→ **Selected text**
***

Fix smart endpointing provider docs

cursoragent · sahilsuman933 · cursoragent · commit d7fdc26a17ea · 2026-04-07T20:31:45.000Z
Co-authored-by: Sahil Suman &lt;sahilsuman933@users.noreply.github.com&gt;
diff --git a/fern/customization/speech-configuration.mdx b/fern/customization/speech-configuration.mdx
@@ -39,27 +39,18 @@ This plan defines the parameters for when the assistant begins speaking after th
   - **End-of-turn prediction** - predicting when the current speaker is likely to finish their turn.
   - **Backchannel prediction** - detecting moments where a listener may provide short verbal acknowledgments like "uh-huh", "yeah", etc. to show engagement, without intending to take over the speaking turn. This is better handled by the assistant's stopSpeakingPlan.
 
-  We offer different providers that can be audio-based, text-based, or audio-text based:
+  Supported `smartEndpointingPlan.provider` values are:
 
-  **Audio-based providers:**
+  - **LiveKit (`livekit`)**: Recommended for English conversations. LiveKit can be fine-tuned using the `waitFunction` parameter to adjust response timing based on the probability that the user is still speaking.
+  - **Vapi (`vapi`)**: Recommended for non-English conversations or as an alternative when LiveKit isn't suitable.
+  - **Custom endpointing model (`custom-endpointing-model`)**: Use your own endpointing service by setting `smartEndpointingPlan.server.url`.
 
-  - **Krisp**: Audio-based model that analyzes prosodic and acoustic features such as changes in intonation, pitch, and rhythm to detect when users finish speaking. Since it's audio-based, it always notifies when the user is done speaking, even for brief acknowledgments. Vapi offers configurable acknowledgement words and a well-configured stop speaking plan to handle this properly.
+  If you want smart endpointing off, omit `smartEndpointingPlan`. In that case, the system uses transcriber end-of-turn detection when available.

***

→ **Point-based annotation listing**

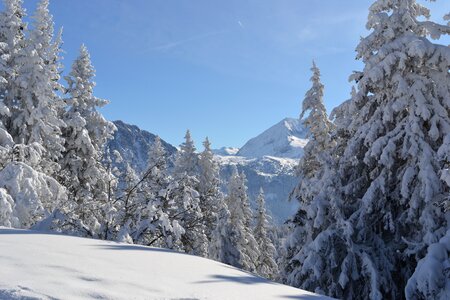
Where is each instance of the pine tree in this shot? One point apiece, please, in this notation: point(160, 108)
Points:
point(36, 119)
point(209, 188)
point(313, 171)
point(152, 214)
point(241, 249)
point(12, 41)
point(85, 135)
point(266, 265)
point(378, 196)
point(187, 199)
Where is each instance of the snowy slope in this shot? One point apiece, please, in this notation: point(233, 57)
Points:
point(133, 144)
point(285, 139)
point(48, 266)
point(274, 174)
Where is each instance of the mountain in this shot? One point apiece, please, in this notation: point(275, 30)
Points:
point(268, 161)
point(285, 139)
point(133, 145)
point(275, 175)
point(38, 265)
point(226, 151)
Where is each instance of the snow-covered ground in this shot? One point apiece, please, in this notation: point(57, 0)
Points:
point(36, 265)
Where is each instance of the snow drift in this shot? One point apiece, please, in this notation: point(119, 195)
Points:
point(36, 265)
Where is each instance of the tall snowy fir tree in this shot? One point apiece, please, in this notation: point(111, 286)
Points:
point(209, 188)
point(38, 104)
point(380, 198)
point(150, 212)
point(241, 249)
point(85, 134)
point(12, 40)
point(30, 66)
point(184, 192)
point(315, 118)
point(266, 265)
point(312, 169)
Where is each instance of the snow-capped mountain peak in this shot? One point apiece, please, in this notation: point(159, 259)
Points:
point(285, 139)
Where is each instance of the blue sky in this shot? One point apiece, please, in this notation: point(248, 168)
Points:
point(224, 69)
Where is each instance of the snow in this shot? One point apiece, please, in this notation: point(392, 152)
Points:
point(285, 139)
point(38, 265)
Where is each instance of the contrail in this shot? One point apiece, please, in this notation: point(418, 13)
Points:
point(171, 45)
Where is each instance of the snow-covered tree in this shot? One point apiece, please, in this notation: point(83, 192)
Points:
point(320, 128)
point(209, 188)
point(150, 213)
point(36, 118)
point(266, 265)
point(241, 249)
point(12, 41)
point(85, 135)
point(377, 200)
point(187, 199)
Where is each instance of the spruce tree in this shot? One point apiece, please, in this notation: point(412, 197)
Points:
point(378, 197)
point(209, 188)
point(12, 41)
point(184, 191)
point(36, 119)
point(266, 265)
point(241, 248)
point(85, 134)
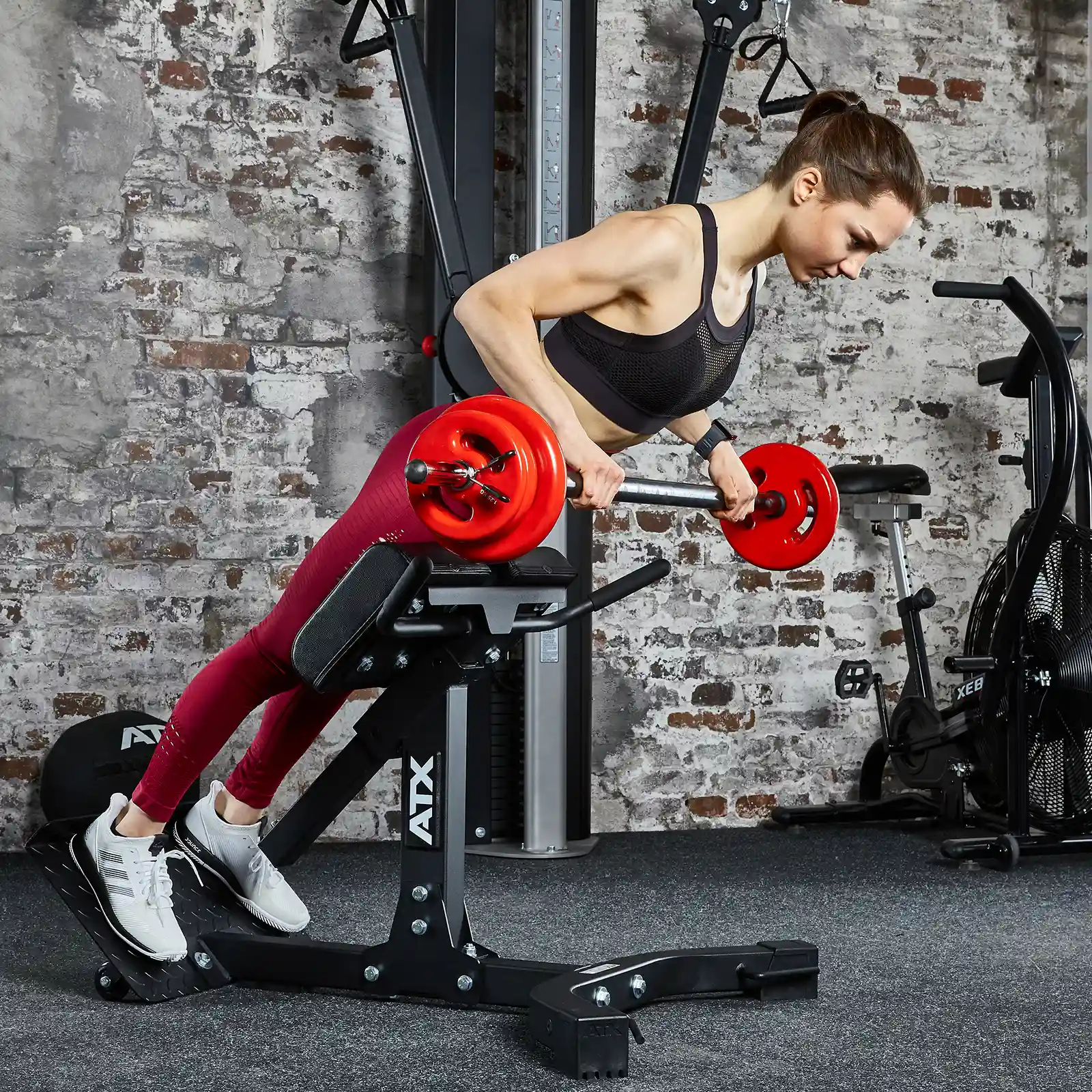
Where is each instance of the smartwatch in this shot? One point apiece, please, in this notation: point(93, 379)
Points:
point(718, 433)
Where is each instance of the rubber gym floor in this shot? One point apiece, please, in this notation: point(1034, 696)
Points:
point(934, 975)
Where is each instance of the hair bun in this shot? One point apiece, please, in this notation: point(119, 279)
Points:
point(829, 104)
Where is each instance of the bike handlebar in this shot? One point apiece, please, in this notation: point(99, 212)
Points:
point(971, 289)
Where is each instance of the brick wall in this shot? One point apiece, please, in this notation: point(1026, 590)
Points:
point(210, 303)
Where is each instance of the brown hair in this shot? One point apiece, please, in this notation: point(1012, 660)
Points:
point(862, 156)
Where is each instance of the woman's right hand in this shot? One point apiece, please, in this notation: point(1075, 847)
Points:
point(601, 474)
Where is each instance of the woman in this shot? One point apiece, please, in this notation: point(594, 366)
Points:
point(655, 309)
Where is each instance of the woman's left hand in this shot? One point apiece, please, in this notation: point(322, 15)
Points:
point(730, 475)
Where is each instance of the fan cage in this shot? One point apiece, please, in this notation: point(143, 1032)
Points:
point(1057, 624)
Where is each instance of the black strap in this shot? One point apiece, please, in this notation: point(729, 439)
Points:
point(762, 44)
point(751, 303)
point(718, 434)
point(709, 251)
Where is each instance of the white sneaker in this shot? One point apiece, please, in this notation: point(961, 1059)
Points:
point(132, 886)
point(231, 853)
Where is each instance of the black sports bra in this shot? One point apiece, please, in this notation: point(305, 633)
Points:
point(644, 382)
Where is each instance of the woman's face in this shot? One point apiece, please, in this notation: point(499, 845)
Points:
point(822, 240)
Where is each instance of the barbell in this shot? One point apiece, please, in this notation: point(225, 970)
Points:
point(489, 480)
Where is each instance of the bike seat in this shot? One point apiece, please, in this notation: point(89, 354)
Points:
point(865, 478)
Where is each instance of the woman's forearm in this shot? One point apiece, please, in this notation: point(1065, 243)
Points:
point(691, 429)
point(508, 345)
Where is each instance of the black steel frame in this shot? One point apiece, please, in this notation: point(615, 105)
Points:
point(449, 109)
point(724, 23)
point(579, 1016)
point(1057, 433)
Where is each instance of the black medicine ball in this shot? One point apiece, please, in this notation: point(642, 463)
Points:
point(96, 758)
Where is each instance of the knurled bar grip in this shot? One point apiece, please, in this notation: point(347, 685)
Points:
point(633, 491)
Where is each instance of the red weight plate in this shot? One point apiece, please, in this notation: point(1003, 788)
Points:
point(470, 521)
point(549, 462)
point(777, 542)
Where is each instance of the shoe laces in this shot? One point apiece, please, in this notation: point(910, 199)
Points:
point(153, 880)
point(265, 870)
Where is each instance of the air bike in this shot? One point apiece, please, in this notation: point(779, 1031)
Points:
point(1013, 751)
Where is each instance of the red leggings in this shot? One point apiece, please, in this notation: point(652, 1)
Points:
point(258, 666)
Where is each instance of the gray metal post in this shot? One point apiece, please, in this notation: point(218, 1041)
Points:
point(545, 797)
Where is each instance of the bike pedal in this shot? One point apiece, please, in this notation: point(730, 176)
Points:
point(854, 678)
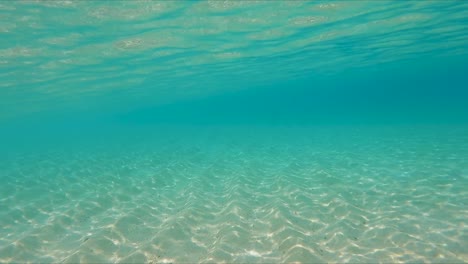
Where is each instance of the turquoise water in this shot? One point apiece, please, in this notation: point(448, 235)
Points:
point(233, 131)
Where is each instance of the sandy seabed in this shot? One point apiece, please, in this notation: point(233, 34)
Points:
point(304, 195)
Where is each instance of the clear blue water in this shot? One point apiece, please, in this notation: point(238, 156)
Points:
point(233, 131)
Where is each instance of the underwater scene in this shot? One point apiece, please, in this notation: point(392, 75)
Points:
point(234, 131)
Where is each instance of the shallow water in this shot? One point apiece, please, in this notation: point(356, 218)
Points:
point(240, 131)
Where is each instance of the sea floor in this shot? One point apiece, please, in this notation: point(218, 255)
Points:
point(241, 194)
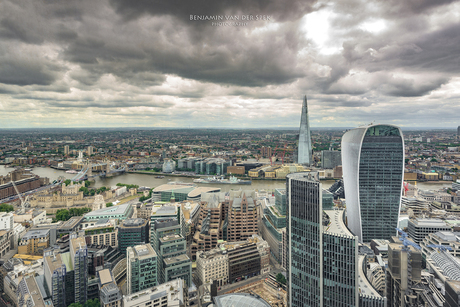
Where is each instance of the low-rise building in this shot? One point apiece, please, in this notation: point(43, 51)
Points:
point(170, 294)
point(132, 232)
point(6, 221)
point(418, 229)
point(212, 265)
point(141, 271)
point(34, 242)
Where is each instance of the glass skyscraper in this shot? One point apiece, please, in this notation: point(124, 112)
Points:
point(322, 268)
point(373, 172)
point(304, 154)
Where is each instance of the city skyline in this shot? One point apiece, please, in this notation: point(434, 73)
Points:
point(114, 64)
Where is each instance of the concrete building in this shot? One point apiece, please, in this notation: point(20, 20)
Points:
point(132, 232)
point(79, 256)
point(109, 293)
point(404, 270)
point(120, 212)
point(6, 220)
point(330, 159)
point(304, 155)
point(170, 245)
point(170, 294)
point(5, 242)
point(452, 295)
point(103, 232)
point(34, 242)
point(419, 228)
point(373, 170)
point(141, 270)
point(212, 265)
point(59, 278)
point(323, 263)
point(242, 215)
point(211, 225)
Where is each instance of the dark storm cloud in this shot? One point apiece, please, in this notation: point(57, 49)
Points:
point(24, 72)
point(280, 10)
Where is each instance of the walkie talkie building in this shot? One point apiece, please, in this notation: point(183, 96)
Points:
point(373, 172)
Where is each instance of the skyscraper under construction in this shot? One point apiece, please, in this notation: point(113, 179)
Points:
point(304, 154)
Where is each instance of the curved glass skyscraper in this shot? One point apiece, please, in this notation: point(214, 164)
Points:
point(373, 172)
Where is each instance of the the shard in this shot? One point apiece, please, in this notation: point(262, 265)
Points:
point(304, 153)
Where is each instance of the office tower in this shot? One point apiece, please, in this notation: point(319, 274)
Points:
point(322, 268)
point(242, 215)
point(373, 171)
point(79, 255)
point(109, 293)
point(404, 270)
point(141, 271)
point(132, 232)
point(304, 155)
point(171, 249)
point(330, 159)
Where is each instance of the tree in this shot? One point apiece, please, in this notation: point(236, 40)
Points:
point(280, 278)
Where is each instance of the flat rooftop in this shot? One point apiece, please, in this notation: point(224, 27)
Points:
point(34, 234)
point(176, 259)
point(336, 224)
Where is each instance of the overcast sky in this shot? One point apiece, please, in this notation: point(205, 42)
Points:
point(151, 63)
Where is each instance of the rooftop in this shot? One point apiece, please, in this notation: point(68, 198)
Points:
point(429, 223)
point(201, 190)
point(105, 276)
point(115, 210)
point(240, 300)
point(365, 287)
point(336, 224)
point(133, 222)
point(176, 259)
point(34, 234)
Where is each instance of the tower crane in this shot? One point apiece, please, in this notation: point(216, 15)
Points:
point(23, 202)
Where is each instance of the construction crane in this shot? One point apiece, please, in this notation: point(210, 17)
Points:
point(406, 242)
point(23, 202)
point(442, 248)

***

→ **Challenges**
a: In the smart endpointing diff, turn the item that begins "LiveKit (`livekit`)" into a short bulleted list that keeps its main facts.
b: Rewrite the part of the smart endpointing diff starting with "- **Backchannel prediction**" and going on through "the assistant's stopSpeakingPlan.", using "caller" in place of "listener".

→ **Expected responses**
a:
- LiveKit (`livekit`) is recommended for English conversations.
- It can be fine-tuned with the `waitFunction` parameter.
- That parameter adjusts response timing based on the probability that the user is still speaking.

b:
- **Backchannel prediction** - detecting moments where a caller may provide short verbal acknowledgments like "uh-huh", "yeah", etc. to show engagement, without intending to take over the speaking turn. This is better handled by the assistant's stopSpeakingPlan.